- **WORKING DATA**
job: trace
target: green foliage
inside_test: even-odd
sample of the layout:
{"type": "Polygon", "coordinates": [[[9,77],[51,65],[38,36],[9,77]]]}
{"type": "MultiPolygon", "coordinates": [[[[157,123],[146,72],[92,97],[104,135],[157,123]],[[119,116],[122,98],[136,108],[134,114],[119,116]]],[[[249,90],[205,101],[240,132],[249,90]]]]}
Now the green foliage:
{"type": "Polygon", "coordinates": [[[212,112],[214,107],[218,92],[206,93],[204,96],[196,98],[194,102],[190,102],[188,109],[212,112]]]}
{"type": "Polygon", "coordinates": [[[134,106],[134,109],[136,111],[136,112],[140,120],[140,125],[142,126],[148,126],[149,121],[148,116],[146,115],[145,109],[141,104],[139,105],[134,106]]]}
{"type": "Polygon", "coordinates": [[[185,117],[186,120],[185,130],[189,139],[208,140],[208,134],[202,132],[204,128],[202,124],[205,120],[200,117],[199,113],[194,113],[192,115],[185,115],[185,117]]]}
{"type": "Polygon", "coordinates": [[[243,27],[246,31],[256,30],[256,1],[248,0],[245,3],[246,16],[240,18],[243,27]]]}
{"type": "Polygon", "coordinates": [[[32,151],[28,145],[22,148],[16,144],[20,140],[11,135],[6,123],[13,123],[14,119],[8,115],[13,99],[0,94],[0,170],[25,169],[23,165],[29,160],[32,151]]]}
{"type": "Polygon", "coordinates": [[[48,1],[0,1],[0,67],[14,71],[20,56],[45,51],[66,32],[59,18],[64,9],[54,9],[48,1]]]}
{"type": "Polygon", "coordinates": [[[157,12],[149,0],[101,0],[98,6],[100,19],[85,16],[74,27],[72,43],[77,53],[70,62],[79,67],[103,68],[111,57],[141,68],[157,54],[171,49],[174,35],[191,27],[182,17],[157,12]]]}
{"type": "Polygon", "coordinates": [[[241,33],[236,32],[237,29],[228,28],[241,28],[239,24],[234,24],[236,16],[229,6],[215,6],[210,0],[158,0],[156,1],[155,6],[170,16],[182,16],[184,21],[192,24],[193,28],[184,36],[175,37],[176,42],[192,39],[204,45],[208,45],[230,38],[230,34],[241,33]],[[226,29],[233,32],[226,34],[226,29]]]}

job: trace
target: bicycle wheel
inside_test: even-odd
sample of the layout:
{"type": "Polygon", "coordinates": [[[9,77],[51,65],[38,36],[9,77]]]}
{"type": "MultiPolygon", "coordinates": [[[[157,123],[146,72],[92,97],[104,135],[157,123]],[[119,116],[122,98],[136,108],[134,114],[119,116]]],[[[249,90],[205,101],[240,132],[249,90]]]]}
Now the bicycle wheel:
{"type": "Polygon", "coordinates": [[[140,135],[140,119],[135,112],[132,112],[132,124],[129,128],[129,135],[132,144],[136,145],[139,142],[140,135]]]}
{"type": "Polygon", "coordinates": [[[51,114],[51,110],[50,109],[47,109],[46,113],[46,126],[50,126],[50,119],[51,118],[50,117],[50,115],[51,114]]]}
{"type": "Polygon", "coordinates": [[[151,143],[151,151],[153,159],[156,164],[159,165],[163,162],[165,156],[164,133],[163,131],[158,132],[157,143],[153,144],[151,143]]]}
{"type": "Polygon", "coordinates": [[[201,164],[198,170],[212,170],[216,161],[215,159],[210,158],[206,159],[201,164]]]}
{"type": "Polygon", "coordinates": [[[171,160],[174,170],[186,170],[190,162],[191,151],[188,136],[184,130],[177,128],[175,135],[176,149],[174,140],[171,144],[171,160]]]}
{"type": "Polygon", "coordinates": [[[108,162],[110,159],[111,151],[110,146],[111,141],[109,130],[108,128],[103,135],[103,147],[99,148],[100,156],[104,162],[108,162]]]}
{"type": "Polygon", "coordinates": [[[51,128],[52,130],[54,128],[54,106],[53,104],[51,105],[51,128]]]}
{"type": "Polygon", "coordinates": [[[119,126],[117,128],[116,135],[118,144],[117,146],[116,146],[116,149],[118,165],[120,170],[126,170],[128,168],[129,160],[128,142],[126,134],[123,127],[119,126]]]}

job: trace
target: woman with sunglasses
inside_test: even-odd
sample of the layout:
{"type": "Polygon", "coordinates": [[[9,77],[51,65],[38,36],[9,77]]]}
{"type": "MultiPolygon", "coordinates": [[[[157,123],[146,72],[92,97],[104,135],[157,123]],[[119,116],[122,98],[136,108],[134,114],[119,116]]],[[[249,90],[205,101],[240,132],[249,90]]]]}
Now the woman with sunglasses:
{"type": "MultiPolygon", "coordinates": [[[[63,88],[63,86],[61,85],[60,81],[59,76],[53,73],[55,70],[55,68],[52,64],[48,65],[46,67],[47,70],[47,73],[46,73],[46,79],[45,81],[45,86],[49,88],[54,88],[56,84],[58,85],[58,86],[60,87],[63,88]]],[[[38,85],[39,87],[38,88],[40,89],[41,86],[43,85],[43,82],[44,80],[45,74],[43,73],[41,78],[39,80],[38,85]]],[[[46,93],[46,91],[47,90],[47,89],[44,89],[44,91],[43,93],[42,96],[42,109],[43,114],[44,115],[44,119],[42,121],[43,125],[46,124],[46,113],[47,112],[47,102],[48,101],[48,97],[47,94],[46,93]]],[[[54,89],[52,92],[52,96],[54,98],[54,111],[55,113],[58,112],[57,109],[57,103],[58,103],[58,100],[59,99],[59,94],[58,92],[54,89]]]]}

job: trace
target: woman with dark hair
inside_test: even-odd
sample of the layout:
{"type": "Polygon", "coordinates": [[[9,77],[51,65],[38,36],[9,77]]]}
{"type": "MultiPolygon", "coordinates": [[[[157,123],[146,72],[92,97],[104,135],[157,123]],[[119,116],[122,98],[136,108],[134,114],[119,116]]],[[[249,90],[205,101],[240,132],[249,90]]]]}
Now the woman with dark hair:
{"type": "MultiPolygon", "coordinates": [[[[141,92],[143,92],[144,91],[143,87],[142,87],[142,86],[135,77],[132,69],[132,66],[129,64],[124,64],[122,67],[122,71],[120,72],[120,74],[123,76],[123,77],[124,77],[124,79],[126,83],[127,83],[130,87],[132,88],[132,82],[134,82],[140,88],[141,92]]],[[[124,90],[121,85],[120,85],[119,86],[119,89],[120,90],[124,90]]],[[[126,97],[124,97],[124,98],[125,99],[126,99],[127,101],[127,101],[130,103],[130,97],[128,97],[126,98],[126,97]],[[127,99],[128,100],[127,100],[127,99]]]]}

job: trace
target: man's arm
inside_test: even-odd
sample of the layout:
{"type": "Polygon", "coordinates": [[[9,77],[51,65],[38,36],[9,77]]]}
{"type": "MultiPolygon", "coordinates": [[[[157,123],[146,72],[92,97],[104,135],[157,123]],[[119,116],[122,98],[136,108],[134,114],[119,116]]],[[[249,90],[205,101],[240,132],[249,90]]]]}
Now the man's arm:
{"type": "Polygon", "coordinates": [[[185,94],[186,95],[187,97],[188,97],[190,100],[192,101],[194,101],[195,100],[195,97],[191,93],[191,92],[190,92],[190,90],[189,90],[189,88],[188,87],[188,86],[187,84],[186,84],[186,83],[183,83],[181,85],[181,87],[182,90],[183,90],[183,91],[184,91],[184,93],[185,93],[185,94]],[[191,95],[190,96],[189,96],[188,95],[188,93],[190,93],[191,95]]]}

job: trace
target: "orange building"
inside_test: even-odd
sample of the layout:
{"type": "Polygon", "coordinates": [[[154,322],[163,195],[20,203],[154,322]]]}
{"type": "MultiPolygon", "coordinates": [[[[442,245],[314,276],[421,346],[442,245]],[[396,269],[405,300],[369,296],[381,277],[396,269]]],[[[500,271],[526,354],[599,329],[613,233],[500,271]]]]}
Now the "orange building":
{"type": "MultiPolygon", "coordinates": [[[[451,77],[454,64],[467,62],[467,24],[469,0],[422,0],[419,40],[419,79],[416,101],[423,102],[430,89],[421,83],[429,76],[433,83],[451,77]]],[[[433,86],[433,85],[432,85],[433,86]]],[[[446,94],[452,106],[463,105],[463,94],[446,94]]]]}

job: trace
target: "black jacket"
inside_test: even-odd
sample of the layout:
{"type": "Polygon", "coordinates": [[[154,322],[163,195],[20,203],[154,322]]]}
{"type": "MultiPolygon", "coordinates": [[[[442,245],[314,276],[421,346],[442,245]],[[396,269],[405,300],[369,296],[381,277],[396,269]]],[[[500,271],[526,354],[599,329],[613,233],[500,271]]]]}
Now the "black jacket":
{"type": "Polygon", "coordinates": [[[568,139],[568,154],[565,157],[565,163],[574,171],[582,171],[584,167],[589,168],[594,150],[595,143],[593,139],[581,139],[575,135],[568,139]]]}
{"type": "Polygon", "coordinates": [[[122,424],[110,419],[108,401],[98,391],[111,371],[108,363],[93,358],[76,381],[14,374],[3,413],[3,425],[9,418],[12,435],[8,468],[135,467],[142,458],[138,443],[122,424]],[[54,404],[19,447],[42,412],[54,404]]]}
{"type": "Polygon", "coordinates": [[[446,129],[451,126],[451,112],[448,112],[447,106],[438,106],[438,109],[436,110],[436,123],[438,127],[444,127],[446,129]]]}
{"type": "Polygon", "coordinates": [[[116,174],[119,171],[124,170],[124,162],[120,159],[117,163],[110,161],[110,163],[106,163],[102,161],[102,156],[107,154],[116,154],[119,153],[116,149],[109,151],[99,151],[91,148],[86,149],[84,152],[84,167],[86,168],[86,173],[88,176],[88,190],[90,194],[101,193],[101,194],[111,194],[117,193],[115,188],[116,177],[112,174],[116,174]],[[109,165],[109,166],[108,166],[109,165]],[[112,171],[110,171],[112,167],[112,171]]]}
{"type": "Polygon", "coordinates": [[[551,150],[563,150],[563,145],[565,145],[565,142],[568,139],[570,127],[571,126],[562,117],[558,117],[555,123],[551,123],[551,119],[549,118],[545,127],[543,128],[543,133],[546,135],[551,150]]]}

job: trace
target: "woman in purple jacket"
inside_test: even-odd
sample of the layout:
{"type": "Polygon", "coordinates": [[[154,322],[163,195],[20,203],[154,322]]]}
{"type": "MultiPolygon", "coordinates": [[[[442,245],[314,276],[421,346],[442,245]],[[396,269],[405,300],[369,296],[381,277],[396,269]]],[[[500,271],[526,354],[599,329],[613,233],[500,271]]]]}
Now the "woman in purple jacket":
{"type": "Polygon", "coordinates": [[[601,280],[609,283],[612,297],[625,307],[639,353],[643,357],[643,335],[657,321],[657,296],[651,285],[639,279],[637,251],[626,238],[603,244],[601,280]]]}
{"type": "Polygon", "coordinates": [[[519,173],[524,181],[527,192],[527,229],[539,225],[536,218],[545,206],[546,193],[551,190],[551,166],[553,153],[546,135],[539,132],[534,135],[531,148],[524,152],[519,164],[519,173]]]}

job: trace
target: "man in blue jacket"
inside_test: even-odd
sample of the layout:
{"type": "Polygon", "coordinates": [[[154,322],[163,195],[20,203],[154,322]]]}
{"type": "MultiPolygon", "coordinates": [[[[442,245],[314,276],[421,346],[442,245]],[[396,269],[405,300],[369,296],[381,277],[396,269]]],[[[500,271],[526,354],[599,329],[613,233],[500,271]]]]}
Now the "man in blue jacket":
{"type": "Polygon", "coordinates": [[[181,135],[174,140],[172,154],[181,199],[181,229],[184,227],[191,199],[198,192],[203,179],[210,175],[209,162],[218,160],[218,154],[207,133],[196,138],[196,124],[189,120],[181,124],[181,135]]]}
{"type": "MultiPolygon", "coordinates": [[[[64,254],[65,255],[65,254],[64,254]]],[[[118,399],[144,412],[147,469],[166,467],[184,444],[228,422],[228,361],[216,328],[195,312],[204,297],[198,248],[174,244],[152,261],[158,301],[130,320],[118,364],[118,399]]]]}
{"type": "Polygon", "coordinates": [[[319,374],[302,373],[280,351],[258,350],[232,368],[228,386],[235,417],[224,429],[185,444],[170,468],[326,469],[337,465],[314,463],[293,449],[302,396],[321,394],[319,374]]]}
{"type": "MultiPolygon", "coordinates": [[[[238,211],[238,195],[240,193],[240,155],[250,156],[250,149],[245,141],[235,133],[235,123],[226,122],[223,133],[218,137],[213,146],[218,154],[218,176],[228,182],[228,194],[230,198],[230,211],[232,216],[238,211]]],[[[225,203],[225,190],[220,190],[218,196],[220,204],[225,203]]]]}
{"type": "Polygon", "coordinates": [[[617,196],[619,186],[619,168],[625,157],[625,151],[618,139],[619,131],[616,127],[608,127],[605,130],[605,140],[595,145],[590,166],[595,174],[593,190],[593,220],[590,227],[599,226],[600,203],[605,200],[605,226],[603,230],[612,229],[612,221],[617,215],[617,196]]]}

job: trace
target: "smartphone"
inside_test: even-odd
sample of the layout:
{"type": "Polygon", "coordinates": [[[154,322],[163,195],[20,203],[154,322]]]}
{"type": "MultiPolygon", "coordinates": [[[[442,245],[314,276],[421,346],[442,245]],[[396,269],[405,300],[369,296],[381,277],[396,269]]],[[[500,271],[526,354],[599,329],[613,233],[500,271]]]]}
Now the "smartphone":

- **WHAT THE TASK ASKS**
Turn the lines from the first one up to and including the line with "Now the green" into a Markdown table with the columns Row and Line text. Number each row and leave out any blank lines.

- **ANSWER TO THE EXERCISE**
| Row | Line text |
|---|---|
| 1 | job: trace |
| 2 | target: green foliage |
| 3 | inside_test: even-odd |
| 4 | sample of the layout: |
| 5 | {"type": "Polygon", "coordinates": [[[9,77],[51,65],[38,36],[9,77]]]} |
| 6 | {"type": "MultiPolygon", "coordinates": [[[[157,123],[146,72],[92,97],[104,135],[157,123]],[[119,116],[122,98],[136,108],[134,114],[119,116]]],[[[249,90],[205,101],[240,132],[249,90]]]]} |
| 7 | Now the green foliage: |